** What to produce **
Lines before the one containing "sill, written as integer pixel values." are excluded. Repeat that line and every line after it, exactly.

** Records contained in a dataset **
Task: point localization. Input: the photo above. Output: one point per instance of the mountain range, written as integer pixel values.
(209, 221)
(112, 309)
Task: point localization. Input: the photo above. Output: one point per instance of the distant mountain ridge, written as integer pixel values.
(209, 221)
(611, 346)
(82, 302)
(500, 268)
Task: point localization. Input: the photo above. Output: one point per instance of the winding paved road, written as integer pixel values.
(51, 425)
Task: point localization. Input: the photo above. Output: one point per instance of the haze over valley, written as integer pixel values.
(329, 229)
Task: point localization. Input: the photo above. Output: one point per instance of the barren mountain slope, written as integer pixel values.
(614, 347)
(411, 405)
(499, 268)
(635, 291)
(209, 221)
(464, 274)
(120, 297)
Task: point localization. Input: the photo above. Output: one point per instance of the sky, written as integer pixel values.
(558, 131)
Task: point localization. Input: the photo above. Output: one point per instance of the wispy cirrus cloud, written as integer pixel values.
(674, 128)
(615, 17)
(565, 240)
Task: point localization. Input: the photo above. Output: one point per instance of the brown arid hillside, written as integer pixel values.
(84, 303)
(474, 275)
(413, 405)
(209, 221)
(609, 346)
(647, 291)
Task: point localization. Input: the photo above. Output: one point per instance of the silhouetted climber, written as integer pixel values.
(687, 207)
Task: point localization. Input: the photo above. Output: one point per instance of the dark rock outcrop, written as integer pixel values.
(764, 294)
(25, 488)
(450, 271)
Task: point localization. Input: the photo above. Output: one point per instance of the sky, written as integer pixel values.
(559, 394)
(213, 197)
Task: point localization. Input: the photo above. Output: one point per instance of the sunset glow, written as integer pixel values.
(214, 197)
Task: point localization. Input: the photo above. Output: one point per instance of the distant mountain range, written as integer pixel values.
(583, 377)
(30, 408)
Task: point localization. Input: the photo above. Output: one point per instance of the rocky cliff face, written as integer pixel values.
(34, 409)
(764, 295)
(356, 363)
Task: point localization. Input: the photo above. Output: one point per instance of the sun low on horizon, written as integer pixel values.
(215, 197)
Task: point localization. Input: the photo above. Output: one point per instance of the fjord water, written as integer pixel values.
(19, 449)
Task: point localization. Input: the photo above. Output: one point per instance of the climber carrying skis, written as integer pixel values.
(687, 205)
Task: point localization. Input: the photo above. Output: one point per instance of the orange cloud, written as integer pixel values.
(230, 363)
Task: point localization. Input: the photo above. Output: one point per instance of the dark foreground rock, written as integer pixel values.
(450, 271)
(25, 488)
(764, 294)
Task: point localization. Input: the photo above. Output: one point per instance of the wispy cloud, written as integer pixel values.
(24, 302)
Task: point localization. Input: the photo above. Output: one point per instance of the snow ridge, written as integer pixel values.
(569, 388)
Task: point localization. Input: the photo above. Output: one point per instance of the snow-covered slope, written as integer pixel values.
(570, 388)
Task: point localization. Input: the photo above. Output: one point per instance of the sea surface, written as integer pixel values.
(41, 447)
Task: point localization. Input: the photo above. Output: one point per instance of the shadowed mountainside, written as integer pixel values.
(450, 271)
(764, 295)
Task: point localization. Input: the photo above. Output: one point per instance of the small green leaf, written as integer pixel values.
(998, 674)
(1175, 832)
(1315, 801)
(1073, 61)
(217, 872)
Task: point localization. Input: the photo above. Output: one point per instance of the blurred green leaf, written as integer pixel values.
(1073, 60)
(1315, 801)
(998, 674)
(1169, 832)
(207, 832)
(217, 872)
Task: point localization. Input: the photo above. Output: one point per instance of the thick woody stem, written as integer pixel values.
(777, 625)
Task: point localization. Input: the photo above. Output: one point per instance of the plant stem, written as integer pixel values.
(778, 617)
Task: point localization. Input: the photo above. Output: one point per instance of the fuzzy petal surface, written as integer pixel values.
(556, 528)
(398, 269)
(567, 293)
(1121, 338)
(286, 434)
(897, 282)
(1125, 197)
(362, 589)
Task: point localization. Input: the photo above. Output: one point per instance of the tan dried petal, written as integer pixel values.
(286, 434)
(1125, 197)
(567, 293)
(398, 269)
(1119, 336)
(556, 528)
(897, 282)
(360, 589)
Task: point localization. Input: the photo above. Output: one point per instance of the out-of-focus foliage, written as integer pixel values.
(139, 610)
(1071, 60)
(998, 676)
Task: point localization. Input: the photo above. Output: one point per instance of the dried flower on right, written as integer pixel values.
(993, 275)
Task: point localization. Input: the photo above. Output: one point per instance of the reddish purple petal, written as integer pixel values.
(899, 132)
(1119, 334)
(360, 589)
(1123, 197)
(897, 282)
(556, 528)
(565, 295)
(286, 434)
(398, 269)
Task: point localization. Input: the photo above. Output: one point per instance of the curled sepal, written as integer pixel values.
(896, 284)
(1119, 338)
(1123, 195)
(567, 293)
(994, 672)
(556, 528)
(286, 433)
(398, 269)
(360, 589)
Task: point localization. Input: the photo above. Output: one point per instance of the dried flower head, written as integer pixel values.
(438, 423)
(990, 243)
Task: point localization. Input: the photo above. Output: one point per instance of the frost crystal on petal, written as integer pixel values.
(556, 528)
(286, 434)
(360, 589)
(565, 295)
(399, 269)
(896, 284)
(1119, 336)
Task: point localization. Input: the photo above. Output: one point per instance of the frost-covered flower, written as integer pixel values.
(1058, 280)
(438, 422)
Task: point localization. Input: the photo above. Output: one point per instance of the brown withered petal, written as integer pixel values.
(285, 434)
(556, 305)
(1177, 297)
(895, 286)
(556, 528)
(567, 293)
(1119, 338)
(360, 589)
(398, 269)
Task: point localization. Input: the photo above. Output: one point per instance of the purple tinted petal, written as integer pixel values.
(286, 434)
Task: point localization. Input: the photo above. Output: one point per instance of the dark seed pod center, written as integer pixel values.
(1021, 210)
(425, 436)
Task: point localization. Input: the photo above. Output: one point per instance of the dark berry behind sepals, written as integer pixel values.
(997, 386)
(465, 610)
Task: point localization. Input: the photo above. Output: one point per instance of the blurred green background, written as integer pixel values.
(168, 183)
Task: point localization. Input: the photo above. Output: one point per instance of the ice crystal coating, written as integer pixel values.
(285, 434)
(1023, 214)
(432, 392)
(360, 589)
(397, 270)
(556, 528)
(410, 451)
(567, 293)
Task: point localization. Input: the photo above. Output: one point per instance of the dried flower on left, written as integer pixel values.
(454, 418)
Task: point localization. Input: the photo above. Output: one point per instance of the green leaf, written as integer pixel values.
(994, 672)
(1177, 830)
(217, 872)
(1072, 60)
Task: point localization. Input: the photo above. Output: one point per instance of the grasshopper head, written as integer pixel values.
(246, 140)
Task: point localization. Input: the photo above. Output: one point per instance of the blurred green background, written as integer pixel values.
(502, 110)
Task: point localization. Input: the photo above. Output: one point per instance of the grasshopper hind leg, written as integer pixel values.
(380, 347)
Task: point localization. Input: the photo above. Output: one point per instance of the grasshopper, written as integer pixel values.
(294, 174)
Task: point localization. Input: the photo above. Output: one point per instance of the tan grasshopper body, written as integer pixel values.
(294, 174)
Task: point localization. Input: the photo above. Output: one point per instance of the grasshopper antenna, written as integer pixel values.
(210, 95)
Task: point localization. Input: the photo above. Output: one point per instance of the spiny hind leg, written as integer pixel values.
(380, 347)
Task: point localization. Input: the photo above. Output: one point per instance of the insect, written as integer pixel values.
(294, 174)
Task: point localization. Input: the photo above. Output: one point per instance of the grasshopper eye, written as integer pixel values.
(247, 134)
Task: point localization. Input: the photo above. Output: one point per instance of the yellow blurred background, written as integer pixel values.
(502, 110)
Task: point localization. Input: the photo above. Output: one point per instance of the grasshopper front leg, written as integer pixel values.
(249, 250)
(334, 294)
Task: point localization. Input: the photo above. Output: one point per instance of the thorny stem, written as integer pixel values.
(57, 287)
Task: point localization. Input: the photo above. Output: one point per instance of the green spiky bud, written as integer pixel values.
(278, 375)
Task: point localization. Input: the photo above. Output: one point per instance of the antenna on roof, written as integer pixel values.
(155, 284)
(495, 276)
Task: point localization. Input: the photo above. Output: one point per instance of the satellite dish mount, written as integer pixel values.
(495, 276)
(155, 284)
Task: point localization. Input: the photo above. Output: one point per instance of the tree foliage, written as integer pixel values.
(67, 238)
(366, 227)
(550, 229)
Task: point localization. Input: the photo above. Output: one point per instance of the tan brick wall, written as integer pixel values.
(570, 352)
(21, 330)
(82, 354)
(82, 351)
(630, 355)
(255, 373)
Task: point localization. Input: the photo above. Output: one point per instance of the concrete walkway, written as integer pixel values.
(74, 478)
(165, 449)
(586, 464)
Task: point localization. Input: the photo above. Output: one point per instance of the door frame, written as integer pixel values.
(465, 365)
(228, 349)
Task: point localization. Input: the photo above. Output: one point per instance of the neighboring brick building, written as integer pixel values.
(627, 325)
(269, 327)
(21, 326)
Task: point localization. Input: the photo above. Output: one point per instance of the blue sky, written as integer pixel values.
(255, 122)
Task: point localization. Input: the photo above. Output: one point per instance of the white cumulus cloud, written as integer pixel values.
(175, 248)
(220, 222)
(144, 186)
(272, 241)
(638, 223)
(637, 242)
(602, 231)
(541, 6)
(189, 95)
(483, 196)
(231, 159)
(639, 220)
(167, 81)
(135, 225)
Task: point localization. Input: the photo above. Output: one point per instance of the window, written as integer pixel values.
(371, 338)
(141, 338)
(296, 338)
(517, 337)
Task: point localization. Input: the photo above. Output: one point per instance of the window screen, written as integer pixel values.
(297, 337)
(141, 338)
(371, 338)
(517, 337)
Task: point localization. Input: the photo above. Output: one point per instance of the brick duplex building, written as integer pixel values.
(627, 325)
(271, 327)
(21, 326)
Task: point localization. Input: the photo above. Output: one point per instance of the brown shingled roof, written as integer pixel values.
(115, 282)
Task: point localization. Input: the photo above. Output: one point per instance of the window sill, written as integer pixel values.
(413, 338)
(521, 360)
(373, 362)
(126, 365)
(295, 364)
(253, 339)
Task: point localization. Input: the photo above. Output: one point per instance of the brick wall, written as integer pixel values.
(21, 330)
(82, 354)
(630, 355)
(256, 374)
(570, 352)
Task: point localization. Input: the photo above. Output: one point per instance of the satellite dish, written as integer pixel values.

** Answer for this exercise **
Task: point localization. Input: the photo above. Output: one point per instance of the window sill, written as integer pixel values.
(413, 338)
(521, 360)
(373, 362)
(126, 365)
(295, 364)
(253, 339)
Task: point localization. Input: the photo above. Output: one point per instance of the brick wall, written as integer pixel values.
(21, 330)
(82, 354)
(630, 355)
(256, 374)
(570, 352)
Task: point localization. Input: the photo above. Output: one point per instance of the satellite dish, written as integer pixel values.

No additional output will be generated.